What the task requires: Transcribe each record exactly as it appears.

Data items:
◇ ◇ ◇

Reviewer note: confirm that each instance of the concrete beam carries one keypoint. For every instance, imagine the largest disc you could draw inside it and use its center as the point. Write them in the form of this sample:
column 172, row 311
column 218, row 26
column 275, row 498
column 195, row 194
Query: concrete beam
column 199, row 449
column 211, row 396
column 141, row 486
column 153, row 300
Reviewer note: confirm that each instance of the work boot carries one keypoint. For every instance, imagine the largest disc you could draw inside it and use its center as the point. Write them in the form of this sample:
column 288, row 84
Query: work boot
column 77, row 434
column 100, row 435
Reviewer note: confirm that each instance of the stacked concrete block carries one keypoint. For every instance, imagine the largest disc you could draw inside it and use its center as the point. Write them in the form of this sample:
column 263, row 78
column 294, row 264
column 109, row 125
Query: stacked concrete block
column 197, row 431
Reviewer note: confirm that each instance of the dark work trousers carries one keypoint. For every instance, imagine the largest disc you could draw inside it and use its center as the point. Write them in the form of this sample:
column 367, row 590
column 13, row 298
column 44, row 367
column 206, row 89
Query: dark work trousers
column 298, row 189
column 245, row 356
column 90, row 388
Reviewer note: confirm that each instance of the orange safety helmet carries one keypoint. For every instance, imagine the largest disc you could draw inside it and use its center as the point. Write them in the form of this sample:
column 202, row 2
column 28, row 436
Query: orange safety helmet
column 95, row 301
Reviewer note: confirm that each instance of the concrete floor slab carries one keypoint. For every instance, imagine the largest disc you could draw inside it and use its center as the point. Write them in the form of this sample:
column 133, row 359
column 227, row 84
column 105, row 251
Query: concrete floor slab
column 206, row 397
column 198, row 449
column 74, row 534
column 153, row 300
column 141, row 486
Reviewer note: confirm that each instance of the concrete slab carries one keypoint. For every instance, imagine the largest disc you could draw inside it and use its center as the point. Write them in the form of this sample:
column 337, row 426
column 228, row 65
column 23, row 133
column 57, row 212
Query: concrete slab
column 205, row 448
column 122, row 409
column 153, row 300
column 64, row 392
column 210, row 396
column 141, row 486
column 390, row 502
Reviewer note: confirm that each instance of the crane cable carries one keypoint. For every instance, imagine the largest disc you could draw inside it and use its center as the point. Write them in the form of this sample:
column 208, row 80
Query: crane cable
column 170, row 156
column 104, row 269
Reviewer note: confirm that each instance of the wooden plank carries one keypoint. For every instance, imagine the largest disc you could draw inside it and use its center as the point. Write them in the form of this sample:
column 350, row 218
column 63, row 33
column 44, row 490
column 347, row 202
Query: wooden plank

◇ ◇ ◇

Result below:
Reviewer note: confirm that each instance of the concrete beam carries one keypoint. For every instance, imagine the largest disc you could draw inside it and use its center as the point. Write them in the form of this sample:
column 172, row 311
column 218, row 26
column 275, row 498
column 195, row 194
Query: concrete beam
column 199, row 449
column 211, row 396
column 141, row 486
column 153, row 300
Reviewer note: confirm that each instance of the work boot carries one keypoint. For every instance, imagine the largest disc you could draw inside it and use its center as the point. Write them in the form of this sample:
column 288, row 84
Query: work boot
column 77, row 434
column 100, row 435
Reviewer note: confirm that each instance of the stacked concrete block carries one keypoint. For every instance, imagine the largest disc you could draw inside it and use its center as the point. Write them in the form of this sample:
column 263, row 78
column 294, row 264
column 109, row 125
Query: stacked concrete block
column 197, row 431
Reviewer note: confirm that each instance of the dark work trousers carries one keypoint. For every instance, imagine the largest disc you could draw inside it and use its center as the point. Write them in the form of this sample:
column 367, row 590
column 13, row 298
column 44, row 367
column 206, row 89
Query: dark work trousers
column 298, row 189
column 245, row 356
column 90, row 388
Reviewer note: confirm that each instance of the orange safety helmet carries one keypoint. For every instance, imagine the largest disc you could draw inside it and use its center as the point. Write them in the form of this sample:
column 202, row 2
column 28, row 436
Query: orange safety helmet
column 95, row 301
Reviewer note: confirm that each instance of the concrete floor slab carries one keypoint. For every instance, imagine the largest disc you could draw inside it and use its center as the point. Write them in the form of this sample:
column 133, row 359
column 227, row 84
column 105, row 251
Query: concrete floor slab
column 206, row 397
column 198, row 449
column 74, row 534
column 153, row 300
column 141, row 486
Reviewer note: confirm that each instance of the concrete slab carries one keypoint. For every instance, imagine the largest disc you could draw inside it and use its center as the point. Write them in the form of this sample:
column 337, row 426
column 228, row 65
column 23, row 133
column 57, row 212
Query: concrete slab
column 205, row 448
column 122, row 409
column 153, row 300
column 64, row 392
column 210, row 396
column 141, row 486
column 390, row 502
Reviewer note: confirm that each instance of the crane cable carries one keypoint. For every instance, imagine the largest disc you could draw inside it and use its center as the point. Write them in the form of this sample:
column 208, row 80
Query: crane cable
column 170, row 156
column 104, row 269
Reviewer note: confirm that each instance of the wooden plank carries one keypoint. For every instance, imagine the largest disc you could draw inside it and use its center as the point. Write them in the form of this sample:
column 350, row 218
column 63, row 33
column 44, row 490
column 347, row 202
Query: wooden plank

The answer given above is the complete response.